Aim of the exercise> Only one stretch of the data below should be repeated: the lines from the line containing "negative clicks: (338, 206) (314, 213)" through the line containing "box: [204, 57, 358, 95]", inclusive, exactly as they are.
Segment Start: Available records
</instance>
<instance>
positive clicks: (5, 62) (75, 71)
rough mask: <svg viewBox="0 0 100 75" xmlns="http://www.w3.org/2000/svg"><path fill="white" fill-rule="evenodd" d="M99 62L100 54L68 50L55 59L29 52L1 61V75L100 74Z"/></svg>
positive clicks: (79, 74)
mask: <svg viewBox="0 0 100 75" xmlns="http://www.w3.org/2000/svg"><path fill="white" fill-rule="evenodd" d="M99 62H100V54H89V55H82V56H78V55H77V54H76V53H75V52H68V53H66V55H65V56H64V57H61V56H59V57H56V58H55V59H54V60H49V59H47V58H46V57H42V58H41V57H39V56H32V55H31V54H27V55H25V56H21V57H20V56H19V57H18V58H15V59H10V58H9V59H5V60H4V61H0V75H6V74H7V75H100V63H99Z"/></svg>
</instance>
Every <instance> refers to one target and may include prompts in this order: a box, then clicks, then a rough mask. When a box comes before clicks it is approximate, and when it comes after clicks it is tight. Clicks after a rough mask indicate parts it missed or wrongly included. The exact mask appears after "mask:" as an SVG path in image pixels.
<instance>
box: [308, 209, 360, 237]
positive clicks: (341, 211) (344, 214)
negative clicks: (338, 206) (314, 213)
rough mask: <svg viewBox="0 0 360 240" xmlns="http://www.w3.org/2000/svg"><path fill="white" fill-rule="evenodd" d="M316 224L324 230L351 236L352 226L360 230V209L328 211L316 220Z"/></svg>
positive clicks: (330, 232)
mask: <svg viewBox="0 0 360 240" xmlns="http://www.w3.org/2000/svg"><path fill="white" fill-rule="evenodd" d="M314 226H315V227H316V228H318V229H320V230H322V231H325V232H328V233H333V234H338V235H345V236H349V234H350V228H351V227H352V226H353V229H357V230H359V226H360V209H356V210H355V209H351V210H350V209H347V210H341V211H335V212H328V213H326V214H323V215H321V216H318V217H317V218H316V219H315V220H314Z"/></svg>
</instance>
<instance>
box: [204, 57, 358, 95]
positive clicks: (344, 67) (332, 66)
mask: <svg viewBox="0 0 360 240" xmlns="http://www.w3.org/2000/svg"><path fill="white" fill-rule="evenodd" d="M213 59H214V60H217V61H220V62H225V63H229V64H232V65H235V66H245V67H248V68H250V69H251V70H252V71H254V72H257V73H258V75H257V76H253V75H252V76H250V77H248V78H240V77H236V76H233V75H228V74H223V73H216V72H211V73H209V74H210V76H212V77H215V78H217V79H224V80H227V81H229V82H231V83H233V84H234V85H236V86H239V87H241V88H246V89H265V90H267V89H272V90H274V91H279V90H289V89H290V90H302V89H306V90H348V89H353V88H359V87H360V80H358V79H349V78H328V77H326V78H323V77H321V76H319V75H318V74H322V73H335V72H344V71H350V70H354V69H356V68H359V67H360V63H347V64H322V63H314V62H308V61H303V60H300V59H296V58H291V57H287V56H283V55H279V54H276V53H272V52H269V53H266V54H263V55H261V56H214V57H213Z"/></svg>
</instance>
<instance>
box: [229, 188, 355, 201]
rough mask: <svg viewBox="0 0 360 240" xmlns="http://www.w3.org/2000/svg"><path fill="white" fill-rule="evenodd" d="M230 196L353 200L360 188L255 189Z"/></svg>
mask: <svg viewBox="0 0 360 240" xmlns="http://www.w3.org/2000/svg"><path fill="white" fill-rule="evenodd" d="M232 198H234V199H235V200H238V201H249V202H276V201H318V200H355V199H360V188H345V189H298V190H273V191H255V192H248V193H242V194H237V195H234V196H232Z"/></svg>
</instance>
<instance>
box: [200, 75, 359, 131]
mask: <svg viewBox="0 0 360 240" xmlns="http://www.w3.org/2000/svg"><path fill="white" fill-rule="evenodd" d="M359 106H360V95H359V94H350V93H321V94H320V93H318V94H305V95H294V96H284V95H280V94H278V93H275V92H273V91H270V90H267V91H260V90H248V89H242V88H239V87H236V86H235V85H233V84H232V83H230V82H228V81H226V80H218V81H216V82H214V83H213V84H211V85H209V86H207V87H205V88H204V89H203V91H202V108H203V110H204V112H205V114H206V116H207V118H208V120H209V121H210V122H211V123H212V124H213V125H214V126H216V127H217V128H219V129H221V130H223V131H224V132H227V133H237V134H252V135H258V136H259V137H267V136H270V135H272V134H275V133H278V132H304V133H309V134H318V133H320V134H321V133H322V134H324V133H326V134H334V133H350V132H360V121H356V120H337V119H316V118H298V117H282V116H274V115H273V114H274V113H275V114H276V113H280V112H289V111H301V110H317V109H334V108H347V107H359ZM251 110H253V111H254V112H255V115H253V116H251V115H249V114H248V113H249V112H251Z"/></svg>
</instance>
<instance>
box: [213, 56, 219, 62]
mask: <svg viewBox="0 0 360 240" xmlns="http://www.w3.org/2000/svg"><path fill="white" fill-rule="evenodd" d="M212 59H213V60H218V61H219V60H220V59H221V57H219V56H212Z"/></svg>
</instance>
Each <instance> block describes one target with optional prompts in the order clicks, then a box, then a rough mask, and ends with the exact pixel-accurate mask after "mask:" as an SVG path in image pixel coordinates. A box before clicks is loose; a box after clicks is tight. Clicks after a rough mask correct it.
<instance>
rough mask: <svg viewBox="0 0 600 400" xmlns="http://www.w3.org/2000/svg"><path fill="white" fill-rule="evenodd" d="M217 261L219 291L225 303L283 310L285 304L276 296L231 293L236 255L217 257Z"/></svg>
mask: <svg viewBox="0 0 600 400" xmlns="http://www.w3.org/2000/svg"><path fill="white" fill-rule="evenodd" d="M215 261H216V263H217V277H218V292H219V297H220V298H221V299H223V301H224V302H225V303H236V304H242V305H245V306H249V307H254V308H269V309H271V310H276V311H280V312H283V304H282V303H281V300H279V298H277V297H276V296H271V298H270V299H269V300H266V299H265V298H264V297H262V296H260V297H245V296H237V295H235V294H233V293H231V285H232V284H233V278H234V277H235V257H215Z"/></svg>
Segment End: Available records
Problem solution>
negative clicks: (338, 206) (314, 213)
rough mask: <svg viewBox="0 0 360 240" xmlns="http://www.w3.org/2000/svg"><path fill="white" fill-rule="evenodd" d="M316 224L324 230L351 236L352 226L360 230V209L328 211L316 220Z"/></svg>
positive clicks: (330, 232)
mask: <svg viewBox="0 0 360 240" xmlns="http://www.w3.org/2000/svg"><path fill="white" fill-rule="evenodd" d="M314 226H315V227H316V228H318V229H320V230H322V231H325V232H328V233H333V234H338V235H345V236H349V234H350V228H351V227H352V226H353V229H357V230H359V226H360V209H356V210H355V209H351V210H350V209H347V210H341V211H335V212H328V213H326V214H323V215H321V216H318V217H317V218H316V219H315V220H314Z"/></svg>
</instance>
<instance>
box: [204, 57, 358, 95]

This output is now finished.